Your assignment -> The result should be every line in the data below that carries the string "window".
(Data records Opens)
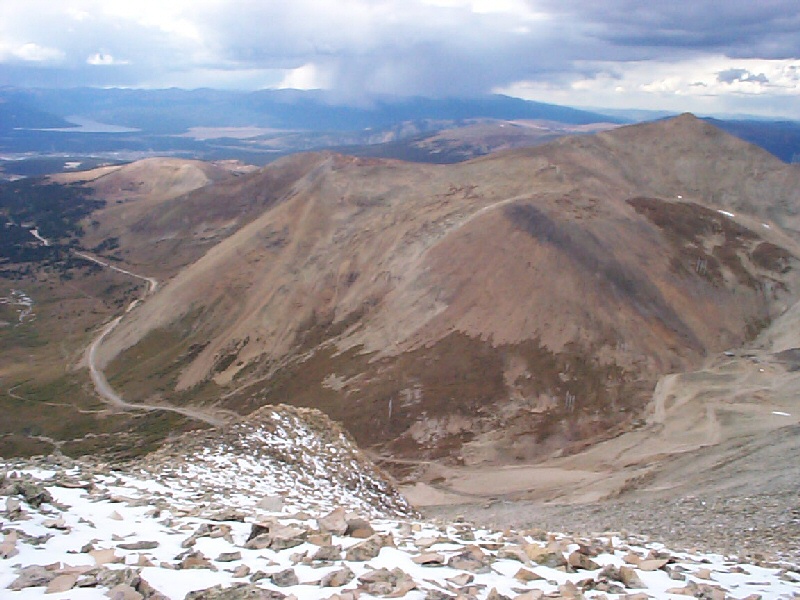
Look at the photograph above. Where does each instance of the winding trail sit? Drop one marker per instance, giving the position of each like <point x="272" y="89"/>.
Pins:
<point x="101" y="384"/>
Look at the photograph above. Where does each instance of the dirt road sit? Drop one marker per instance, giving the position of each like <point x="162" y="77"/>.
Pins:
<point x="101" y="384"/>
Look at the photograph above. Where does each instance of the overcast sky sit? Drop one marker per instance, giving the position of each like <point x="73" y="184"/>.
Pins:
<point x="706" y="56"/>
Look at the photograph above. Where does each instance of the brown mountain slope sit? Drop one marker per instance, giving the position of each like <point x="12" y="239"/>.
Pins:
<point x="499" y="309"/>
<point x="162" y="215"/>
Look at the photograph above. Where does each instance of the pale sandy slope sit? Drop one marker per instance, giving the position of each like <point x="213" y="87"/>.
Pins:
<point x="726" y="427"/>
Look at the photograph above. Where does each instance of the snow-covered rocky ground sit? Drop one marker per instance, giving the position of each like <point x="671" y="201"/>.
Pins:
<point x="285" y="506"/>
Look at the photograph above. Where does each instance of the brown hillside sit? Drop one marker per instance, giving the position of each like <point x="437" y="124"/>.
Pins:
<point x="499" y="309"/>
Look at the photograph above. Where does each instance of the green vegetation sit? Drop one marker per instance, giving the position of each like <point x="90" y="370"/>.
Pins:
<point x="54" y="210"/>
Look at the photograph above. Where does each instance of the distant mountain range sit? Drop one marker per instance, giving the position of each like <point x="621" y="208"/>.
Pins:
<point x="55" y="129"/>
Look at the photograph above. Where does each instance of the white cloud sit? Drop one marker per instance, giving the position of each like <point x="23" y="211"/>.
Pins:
(Data records Closes)
(Data records Opens)
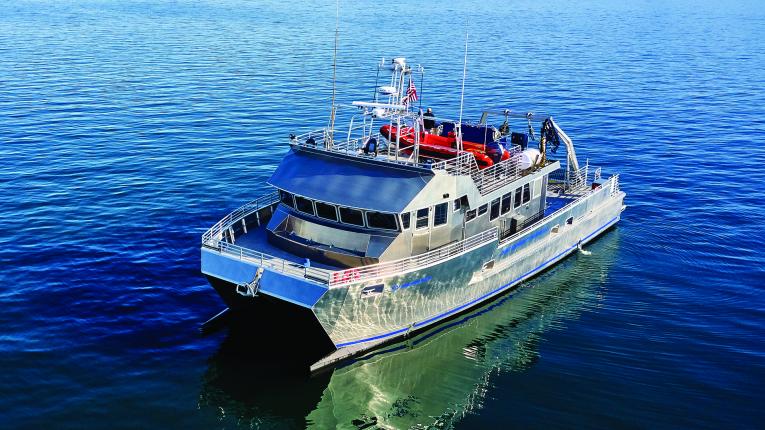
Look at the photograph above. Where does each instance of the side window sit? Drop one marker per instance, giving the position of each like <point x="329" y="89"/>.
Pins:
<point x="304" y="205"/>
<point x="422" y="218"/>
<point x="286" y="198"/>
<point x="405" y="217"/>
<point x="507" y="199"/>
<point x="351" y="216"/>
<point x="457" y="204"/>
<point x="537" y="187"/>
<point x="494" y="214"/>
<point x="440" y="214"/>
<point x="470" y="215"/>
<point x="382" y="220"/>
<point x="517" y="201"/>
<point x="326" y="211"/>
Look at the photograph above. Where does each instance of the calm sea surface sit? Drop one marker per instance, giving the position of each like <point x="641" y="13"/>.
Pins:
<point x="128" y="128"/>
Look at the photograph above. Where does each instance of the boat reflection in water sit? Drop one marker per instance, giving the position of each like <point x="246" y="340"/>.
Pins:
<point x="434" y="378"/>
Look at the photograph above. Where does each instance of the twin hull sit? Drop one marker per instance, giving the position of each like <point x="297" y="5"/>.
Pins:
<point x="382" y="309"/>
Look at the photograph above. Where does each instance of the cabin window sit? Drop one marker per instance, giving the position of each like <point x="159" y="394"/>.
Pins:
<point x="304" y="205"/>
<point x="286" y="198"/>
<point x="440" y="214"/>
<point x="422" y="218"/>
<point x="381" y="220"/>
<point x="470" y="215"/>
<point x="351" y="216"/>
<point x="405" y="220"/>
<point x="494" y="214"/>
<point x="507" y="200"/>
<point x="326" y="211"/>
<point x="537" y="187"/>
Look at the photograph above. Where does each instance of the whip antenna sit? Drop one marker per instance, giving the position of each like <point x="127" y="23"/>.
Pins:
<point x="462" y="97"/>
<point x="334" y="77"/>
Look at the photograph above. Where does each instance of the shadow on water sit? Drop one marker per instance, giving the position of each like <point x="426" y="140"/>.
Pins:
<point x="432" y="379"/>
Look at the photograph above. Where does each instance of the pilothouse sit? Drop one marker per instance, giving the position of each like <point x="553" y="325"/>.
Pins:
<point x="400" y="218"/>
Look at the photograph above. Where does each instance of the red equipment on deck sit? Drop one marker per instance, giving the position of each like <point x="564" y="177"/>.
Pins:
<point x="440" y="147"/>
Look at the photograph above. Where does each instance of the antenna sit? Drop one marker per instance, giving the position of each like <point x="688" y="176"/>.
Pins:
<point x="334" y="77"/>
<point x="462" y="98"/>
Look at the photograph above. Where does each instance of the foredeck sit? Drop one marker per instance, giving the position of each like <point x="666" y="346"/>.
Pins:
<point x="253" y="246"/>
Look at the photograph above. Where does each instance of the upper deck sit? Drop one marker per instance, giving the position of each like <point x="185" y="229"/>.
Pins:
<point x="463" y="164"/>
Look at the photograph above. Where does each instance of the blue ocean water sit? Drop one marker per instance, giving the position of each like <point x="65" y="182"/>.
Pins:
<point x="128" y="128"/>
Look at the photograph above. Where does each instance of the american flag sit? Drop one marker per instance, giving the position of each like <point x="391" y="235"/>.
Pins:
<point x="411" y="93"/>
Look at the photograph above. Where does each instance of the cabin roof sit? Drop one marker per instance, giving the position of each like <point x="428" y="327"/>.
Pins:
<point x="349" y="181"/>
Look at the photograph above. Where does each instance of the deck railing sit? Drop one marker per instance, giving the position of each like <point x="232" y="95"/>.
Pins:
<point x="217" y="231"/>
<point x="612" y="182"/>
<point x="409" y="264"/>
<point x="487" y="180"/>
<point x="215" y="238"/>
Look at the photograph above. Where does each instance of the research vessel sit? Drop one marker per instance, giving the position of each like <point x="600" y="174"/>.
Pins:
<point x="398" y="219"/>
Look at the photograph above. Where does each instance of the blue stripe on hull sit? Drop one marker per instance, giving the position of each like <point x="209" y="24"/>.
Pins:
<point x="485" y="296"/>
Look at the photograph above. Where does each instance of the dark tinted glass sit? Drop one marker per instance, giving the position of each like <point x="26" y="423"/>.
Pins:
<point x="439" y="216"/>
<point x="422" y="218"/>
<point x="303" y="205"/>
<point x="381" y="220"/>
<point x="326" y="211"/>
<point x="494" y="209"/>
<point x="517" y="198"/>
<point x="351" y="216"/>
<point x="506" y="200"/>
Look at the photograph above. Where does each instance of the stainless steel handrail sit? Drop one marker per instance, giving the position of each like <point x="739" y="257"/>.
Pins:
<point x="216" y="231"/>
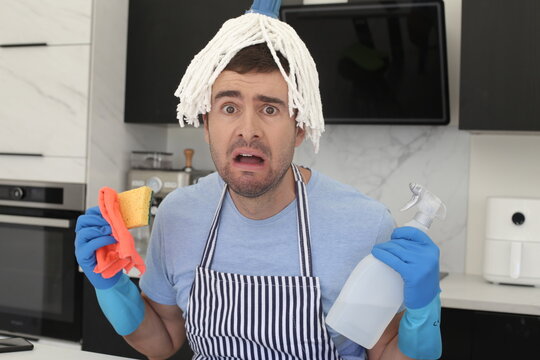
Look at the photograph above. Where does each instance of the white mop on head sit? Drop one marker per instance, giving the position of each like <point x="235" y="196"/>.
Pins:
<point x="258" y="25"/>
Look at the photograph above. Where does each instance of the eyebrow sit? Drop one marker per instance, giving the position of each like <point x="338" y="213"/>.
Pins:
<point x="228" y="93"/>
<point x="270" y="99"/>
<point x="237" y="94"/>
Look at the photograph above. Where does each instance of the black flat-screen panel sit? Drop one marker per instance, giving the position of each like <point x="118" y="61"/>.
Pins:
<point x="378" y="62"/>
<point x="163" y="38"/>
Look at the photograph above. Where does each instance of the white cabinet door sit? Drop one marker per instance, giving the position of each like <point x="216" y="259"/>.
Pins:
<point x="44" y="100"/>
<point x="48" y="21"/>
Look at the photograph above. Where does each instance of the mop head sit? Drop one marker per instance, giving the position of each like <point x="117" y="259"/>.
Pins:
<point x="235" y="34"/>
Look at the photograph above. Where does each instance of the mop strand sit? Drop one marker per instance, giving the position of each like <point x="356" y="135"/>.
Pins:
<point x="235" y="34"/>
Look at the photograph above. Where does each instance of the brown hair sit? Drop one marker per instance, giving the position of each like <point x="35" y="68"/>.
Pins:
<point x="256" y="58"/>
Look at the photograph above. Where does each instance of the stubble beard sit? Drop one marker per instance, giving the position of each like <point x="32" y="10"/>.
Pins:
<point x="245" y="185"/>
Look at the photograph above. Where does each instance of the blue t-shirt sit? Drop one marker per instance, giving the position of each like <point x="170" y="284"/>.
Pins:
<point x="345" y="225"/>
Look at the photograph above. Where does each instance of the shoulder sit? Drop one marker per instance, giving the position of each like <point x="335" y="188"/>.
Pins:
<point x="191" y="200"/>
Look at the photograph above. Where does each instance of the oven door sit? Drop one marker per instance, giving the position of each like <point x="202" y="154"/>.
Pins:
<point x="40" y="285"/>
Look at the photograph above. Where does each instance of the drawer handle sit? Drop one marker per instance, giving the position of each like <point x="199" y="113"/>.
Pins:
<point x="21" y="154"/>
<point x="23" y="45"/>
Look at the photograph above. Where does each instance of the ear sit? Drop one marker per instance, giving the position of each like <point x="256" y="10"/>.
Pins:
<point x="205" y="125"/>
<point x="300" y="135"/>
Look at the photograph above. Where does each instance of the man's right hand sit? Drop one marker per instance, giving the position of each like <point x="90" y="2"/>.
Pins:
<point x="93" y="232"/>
(Data records Closes)
Solution for this task ->
Look at the photograph above. Where does each instance of the side window sit? Drop one marker per instance, giving the position of each like <point x="329" y="89"/>.
Look at the photograph above. Where does each instance of the cabin window sit? Drop one marker per instance, giving the position of each like <point x="159" y="394"/>.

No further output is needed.